*** Opening of Extracted text ***

‘Disciplined Acquirer’ Encompass Health Won’t Be Afraid to Spend Big for Right Deal

Encompass Health Corporation (NYSE: EHC) is drawing early positives from its deployment of predictive analytics technology. In fact, it’s so bullish on early returns that the Birmingham, Alabama-based company plans to ramp up deployment and usage across the majority of home health locations in 2020.

Apart from tech tools, Encompass Health also foresees plenty of M&A in its near future, including $50 million to $100 million in acquisition opportunities in the next year. While a chunk of that will likely be linked to smaller providers pressured out of the market by the Patient-Driven Groupings Model (PDGM), Encompass Health also has its eyes on bigger PE-backed deals that may arise.

Encompass Health leadership touched on those hot topics and more during its Q4 and end-of-year earnings call Friday. The call also included an update on the company’s PDGM strategy, now that the industry is more than one month into the payment overhaul.


“We currently estimate the implementation of this new reimbursement model will result in a 2% to 3% net Medicare pricing decrease for us in 2020,” President and CEO Mark Tarr said during the call.

In addition to its facility-based operations, Encompass Health is one of the biggest home health and hospice providers in the country. It has 133 hospital locations, 245 home health locations and 83 hospice locations in 37 states and Puerto Rico.

In Q4 2019, Encompass Health’s overall net operating revenues grew close to $1.2 billion, up 8.1% from the same period in 2018, according to the company’s financial results. For the year, revenue grew 7.7% from 2018, to just over $4.6 billion.


Revenue was driven in part by volume growth in home health and hospice.

Home health net operating revenues were $236.9 million in Q4 2019, up 10% from the same quarter a year ago. The home health and hospice segment’s overall revenue checked in at $287.7 million in Q4, up 14.9% from 2018.

Deploying predictive analytics

Encompass Health is one of many providers that has invested in predictive analytics tools. In June, it invested in Nashville, Tennessee-based Medalogix, a company whose data toolbox includes a tool designed to optimize visit utilization for home health providers.

Encompass Health plans to deploy the Medalogix Care module to all of its home health locations in the first half of 2020, according to company leadership.

“It’s a scientific approach that helps guide — not replace — clinical judgment and developing the right care plan for each patient,” Tarr said.

While Medalogix gives Encompass Health and other home health providers an edge during the transition process to PDGM, CFO Doug Coltharp said it’s something his company would have turned to even without major reimbursement changes.

“It’s difficult to separate the two, but we sometimes get hung up referring to the implementation of the Medalogix Care tool [as if] it’s going to be used to design better care plans for our patients as a mitigation to the PDGM pricing impact, but it’s really not,” Coltharp said. “It’s something that we would be doing anyway, because it’s going to generate better outcomes for our patients.”

Instead, the company views the tool as a way to make its practices more efficient and productive.

The rollout of Medalogix Care for Encompass Health stood at more than 70% as of the end of January, according to Home Health & Hospice CEO April Anthony. Encompass Health expects to be more than 80% deployed by the end of the first quarter.

Opportunistic growth

Encompass is still focused on expanding its footprint moving into 2020. The past year included an addition of 27 home health locations, the majority of which came from the $217.5 million Alacare Home Health & Hospice deal.

*** Close of Extracted text ***
*** Opening of Data supplied ***

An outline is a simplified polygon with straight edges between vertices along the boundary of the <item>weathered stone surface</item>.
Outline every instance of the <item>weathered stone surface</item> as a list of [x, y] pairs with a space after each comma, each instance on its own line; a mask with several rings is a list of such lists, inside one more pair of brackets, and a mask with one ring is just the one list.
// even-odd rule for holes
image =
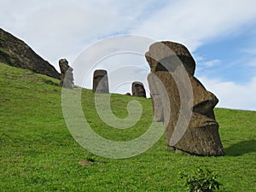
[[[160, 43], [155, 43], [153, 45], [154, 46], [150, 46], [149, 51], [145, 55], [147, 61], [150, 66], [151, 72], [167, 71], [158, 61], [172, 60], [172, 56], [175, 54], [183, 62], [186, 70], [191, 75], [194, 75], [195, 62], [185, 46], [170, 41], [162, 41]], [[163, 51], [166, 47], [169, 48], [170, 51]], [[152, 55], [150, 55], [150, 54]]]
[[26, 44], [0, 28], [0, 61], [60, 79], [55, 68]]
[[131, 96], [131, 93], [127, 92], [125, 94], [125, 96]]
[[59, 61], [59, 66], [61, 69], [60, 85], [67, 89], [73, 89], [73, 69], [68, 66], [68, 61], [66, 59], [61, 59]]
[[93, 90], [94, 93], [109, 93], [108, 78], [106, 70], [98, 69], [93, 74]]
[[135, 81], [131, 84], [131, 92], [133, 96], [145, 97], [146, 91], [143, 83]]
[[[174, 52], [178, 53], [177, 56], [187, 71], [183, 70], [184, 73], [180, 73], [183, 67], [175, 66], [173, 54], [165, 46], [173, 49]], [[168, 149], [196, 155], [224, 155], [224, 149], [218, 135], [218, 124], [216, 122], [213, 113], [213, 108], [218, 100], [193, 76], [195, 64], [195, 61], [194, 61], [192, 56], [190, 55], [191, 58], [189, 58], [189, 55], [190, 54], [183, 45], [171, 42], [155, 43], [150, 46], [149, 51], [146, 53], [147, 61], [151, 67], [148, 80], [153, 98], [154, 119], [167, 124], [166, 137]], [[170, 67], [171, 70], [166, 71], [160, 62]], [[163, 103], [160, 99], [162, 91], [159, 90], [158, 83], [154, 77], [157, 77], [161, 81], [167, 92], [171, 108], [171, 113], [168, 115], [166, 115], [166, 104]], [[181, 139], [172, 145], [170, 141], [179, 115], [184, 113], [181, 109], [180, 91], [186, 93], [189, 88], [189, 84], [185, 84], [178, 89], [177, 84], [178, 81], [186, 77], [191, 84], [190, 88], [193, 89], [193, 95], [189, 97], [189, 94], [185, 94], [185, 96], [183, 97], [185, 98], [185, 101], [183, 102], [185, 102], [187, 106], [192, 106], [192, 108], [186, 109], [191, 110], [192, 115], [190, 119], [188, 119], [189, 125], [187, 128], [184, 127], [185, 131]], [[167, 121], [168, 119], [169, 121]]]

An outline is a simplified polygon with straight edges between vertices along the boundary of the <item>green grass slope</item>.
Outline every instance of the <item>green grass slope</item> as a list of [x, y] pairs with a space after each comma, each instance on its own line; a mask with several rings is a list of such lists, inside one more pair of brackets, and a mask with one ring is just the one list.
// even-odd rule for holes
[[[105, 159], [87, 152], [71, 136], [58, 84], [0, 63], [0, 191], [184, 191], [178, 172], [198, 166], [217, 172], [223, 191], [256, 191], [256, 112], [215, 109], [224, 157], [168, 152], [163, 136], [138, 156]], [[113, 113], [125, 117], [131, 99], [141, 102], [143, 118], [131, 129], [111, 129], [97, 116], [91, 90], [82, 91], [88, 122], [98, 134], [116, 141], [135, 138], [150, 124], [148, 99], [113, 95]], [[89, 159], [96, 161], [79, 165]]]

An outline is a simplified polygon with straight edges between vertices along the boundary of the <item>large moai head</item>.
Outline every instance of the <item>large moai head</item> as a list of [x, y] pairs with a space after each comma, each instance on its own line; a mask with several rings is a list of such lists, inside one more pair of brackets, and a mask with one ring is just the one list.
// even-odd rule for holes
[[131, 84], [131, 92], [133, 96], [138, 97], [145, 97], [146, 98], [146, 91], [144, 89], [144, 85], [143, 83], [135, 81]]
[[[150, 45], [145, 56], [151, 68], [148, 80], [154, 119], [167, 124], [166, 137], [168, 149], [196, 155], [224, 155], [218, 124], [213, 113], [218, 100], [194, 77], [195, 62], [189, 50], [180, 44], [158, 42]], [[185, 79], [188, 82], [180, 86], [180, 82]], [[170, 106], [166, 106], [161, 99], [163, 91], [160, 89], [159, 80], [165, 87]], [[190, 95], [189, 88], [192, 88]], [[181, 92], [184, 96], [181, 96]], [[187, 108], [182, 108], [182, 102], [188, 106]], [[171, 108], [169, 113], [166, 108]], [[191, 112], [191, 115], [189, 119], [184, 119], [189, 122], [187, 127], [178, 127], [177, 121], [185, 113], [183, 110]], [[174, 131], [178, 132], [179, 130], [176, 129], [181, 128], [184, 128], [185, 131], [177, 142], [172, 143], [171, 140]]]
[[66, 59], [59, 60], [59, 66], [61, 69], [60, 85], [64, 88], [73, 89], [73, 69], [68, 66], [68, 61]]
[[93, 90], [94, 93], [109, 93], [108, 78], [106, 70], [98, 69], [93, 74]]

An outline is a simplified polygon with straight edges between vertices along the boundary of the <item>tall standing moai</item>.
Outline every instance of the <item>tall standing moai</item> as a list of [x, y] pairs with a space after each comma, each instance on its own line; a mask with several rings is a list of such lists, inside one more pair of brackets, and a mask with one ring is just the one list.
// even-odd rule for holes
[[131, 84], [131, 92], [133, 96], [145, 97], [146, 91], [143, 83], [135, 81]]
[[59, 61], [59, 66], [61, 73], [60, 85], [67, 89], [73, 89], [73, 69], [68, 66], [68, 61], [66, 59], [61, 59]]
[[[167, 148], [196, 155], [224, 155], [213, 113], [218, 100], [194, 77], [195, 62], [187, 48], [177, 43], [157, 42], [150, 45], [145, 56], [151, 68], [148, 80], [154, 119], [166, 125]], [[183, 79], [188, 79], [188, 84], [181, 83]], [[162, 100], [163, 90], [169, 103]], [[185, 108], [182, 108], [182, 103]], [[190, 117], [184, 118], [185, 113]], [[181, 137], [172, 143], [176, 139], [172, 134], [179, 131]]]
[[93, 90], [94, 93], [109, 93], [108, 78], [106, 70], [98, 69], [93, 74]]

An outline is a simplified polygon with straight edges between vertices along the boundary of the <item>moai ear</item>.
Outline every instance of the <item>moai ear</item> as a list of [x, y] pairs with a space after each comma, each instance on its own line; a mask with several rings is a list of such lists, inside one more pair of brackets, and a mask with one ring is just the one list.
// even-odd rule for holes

*** Close of Data supplied ***

Work order
Answer these questions from the Encompass Health article:
1. How many hospice locations does Encompass Health have?
2. Where is Medalogix based?
3. How many home health locations did Encompass Health add in the past year?

Output for this exercise
1. 83
2. Nashville, Tennessee
3. 27